Stored items from a collection
++++++++

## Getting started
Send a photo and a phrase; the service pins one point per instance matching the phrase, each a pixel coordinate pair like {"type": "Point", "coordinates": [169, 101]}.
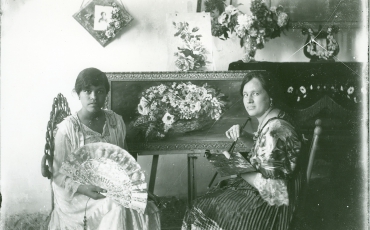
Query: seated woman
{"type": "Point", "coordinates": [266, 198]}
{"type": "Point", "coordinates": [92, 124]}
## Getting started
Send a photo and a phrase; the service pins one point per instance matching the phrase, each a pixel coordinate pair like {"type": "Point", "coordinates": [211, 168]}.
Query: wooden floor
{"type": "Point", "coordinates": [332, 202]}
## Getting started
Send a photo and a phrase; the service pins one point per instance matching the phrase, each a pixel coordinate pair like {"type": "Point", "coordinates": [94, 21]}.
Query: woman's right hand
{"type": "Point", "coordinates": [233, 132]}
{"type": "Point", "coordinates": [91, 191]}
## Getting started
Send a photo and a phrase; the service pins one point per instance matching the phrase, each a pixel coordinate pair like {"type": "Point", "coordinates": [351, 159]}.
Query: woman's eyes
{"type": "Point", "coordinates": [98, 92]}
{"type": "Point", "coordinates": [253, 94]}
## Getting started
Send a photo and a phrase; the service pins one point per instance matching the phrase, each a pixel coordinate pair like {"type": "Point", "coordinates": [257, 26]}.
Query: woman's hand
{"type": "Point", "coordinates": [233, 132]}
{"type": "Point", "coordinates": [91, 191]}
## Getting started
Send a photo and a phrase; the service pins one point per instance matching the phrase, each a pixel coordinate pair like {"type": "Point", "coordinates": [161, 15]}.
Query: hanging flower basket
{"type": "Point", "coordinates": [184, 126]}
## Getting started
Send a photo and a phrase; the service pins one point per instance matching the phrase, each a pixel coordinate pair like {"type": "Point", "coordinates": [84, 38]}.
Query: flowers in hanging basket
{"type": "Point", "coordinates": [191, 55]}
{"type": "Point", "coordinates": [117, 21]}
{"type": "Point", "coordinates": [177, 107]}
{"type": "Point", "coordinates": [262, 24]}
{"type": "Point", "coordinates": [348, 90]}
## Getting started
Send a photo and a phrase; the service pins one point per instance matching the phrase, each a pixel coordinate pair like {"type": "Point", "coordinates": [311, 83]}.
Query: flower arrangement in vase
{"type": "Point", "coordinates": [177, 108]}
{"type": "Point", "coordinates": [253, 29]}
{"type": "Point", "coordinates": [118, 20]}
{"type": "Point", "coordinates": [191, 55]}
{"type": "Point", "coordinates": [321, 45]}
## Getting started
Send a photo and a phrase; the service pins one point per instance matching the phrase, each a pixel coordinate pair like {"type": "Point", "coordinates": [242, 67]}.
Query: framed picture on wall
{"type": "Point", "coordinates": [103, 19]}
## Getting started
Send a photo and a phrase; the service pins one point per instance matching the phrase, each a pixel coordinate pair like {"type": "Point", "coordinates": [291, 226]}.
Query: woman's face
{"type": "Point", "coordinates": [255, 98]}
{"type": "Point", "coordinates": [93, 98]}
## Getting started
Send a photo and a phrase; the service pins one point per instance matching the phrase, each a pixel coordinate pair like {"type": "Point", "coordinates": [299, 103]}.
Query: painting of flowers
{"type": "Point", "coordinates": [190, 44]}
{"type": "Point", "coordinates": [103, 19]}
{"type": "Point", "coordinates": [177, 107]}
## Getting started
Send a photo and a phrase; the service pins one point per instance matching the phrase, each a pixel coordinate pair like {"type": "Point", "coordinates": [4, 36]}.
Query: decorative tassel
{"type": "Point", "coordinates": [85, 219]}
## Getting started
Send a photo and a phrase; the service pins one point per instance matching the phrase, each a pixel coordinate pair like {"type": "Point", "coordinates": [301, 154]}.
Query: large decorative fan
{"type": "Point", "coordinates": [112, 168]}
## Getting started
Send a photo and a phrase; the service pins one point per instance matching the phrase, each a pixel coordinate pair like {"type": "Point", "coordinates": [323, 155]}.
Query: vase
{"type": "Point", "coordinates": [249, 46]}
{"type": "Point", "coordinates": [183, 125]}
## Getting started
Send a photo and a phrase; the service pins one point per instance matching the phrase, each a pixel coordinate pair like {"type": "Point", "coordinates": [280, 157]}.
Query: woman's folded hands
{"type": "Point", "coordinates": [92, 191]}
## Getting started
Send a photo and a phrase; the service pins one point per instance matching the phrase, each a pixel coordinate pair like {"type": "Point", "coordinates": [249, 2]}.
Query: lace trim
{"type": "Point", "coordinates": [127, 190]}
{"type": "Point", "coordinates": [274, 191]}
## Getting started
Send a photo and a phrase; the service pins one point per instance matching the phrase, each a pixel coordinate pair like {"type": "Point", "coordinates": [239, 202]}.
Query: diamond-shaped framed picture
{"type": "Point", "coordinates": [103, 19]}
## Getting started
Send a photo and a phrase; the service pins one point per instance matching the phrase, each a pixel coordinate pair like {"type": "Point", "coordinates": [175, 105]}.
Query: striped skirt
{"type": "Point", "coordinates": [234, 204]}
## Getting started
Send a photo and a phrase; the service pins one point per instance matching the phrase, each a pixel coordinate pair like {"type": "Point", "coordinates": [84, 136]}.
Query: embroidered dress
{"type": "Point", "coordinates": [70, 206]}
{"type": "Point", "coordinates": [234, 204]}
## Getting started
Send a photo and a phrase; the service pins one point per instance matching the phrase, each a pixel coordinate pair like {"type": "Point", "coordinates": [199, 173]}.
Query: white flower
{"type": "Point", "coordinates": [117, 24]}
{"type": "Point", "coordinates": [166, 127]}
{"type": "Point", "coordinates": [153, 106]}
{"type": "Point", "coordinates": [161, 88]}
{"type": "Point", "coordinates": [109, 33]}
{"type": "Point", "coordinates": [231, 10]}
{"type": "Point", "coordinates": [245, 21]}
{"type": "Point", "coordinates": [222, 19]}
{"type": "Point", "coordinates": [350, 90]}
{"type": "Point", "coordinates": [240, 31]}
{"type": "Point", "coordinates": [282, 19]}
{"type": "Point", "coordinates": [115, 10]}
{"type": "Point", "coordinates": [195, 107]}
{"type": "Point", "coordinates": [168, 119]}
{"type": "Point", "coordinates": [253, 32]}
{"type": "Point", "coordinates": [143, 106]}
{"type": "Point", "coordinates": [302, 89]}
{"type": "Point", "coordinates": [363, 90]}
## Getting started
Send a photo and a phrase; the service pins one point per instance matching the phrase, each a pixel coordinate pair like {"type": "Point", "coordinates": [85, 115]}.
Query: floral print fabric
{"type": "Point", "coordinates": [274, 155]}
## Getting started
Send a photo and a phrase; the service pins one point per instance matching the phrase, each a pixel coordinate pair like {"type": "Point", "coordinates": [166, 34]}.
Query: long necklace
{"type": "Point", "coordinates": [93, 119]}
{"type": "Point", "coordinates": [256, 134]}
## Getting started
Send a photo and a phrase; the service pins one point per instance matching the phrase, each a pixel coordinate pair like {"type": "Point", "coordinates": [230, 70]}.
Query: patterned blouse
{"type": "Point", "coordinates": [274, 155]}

++++++++

* _What is required_
Would you write out all of the records exactly, omitting the pictures?

* _Written solution_
## Getting started
Send a photo and a phrase; the service pins one point per instance matching the phrase, each a pixel coordinate pair like {"type": "Point", "coordinates": [169, 101]}.
Query: seated woman
{"type": "Point", "coordinates": [266, 198]}
{"type": "Point", "coordinates": [92, 124]}
## Getting started
Send a photo and a phrase; the service pins one point per instance matching the phrase, each a pixel coordinate pair like {"type": "Point", "coordinates": [211, 168]}.
Query: wooden floor
{"type": "Point", "coordinates": [332, 202]}
## Getting started
Send a photo and a phrase; the service pins one point per instance matching the phrase, each a pixel coordinate pair like {"type": "Point", "coordinates": [94, 21]}.
Query: woman's right hand
{"type": "Point", "coordinates": [233, 132]}
{"type": "Point", "coordinates": [91, 191]}
## Getting started
Send a photo and a phrase; the service pins one point per instance matching the phrase, each a pixel coordinate pair like {"type": "Point", "coordinates": [351, 159]}.
Query: woman's eyes
{"type": "Point", "coordinates": [98, 92]}
{"type": "Point", "coordinates": [253, 94]}
## Getting started
Send a photo and a phrase; the service pins one point per instance matching the phrase, each a pixel coordinate pair like {"type": "Point", "coordinates": [257, 26]}.
Query: woman's hand
{"type": "Point", "coordinates": [233, 132]}
{"type": "Point", "coordinates": [91, 191]}
## Getting started
Send a photo and a phrase; the service pins one point per instance matching the phrase, each a pixel coordinate pair like {"type": "Point", "coordinates": [161, 15]}.
Query: hanging flower basket
{"type": "Point", "coordinates": [184, 126]}
## Getting started
Send a photo and a phrase; the service pins one point per instance matching the phrase, each a pixel coordinate pair like {"type": "Point", "coordinates": [84, 38]}.
Query: flowers in hanging basket
{"type": "Point", "coordinates": [191, 55]}
{"type": "Point", "coordinates": [117, 21]}
{"type": "Point", "coordinates": [177, 107]}
{"type": "Point", "coordinates": [262, 24]}
{"type": "Point", "coordinates": [348, 90]}
## Getting started
Send a photo and a phrase; the service pins one point per instance matching the phrase, each a pixel coordinate pair like {"type": "Point", "coordinates": [311, 83]}.
Query: flower arrangement in vase
{"type": "Point", "coordinates": [177, 108]}
{"type": "Point", "coordinates": [253, 29]}
{"type": "Point", "coordinates": [118, 20]}
{"type": "Point", "coordinates": [191, 55]}
{"type": "Point", "coordinates": [321, 45]}
## Getting started
Send a photo and a phrase; the service pins one point per instance matching the phrase, each a pixel coordinate pair like {"type": "Point", "coordinates": [242, 67]}.
Query: framed picture on wall
{"type": "Point", "coordinates": [103, 19]}
## Getting started
Send a photo and a phrase; the service pins one point per instance matching the phrase, each a pixel coordinate pair like {"type": "Point", "coordinates": [291, 226]}.
Query: woman's face
{"type": "Point", "coordinates": [255, 98]}
{"type": "Point", "coordinates": [93, 98]}
## Getting started
Send a photo and a phrase; the service pins one point per instance matching the phrase, each a pixel coordinate pair like {"type": "Point", "coordinates": [299, 103]}.
Query: painting of flowers
{"type": "Point", "coordinates": [190, 44]}
{"type": "Point", "coordinates": [103, 19]}
{"type": "Point", "coordinates": [177, 107]}
## Getting started
Send a photo and a phrase; the service pins one point per instance matching the phrase, each a pixel coordinate pair like {"type": "Point", "coordinates": [4, 36]}.
Query: decorative tassel
{"type": "Point", "coordinates": [85, 219]}
## Getting started
Send a photo and a phrase; the service pins one point per instance matching the phrase, each a pixel coordinate pair like {"type": "Point", "coordinates": [301, 154]}.
Query: large decorative fan
{"type": "Point", "coordinates": [112, 168]}
## Getting started
Send a photo and a phrase; the service pins one point per instance matching the phrase, each a pixel coordinate pair like {"type": "Point", "coordinates": [323, 155]}.
Query: vase
{"type": "Point", "coordinates": [249, 46]}
{"type": "Point", "coordinates": [183, 125]}
## Getting started
Send a photo and a phrase; the service pins one point per instance matching the phrase, each a pixel coordinate pair like {"type": "Point", "coordinates": [280, 157]}.
Query: woman's folded hands
{"type": "Point", "coordinates": [92, 191]}
## Getting started
Send a photo and a phrase; the service pins one point per instance matching the phrase, each a pixel coordinate pair like {"type": "Point", "coordinates": [249, 2]}.
Query: lace trim
{"type": "Point", "coordinates": [127, 190]}
{"type": "Point", "coordinates": [274, 191]}
## Getting started
Send a photo and a phrase; the service pins one point per instance matching the phrase, each a pixel coordinate pair like {"type": "Point", "coordinates": [239, 202]}.
Query: diamond-shaped framed picture
{"type": "Point", "coordinates": [103, 19]}
## Getting started
Send a photo and a phrase; the service pins one point per instance matching the phrase, each a pixel coordinate pair like {"type": "Point", "coordinates": [175, 105]}.
Query: striped skirt
{"type": "Point", "coordinates": [234, 204]}
## Getting started
Send a photo and a phrase; the service pins one point per instance matching the phrase, each a pixel coordinate pair like {"type": "Point", "coordinates": [84, 136]}.
Query: embroidered dress
{"type": "Point", "coordinates": [70, 206]}
{"type": "Point", "coordinates": [234, 204]}
## Getting started
Send a photo and a phrase; the service pins one point per instance matching the phrase, each a pixel coordinate pair like {"type": "Point", "coordinates": [199, 173]}.
Query: white flower
{"type": "Point", "coordinates": [117, 24]}
{"type": "Point", "coordinates": [166, 127]}
{"type": "Point", "coordinates": [153, 106]}
{"type": "Point", "coordinates": [161, 88]}
{"type": "Point", "coordinates": [109, 33]}
{"type": "Point", "coordinates": [231, 10]}
{"type": "Point", "coordinates": [245, 21]}
{"type": "Point", "coordinates": [222, 19]}
{"type": "Point", "coordinates": [350, 90]}
{"type": "Point", "coordinates": [240, 31]}
{"type": "Point", "coordinates": [282, 19]}
{"type": "Point", "coordinates": [115, 10]}
{"type": "Point", "coordinates": [195, 107]}
{"type": "Point", "coordinates": [168, 119]}
{"type": "Point", "coordinates": [253, 32]}
{"type": "Point", "coordinates": [143, 106]}
{"type": "Point", "coordinates": [302, 89]}
{"type": "Point", "coordinates": [363, 90]}
## Getting started
Send a photo and a phrase; the service pins one point per instance matching the phrase, each a pixel coordinate pair like {"type": "Point", "coordinates": [85, 115]}.
Query: floral print fabric
{"type": "Point", "coordinates": [274, 155]}
## Getting started
Send a photo and a phrase; the service pins one point per instance matching the phrase, each a pixel coordinate pair like {"type": "Point", "coordinates": [166, 34]}.
Query: long necklace
{"type": "Point", "coordinates": [93, 119]}
{"type": "Point", "coordinates": [256, 134]}
## Getting started
Send a photo and a phrase; the service pins one point per instance matching the phrase, each a pixel coordinate pair like {"type": "Point", "coordinates": [230, 70]}.
Query: patterned blouse
{"type": "Point", "coordinates": [274, 155]}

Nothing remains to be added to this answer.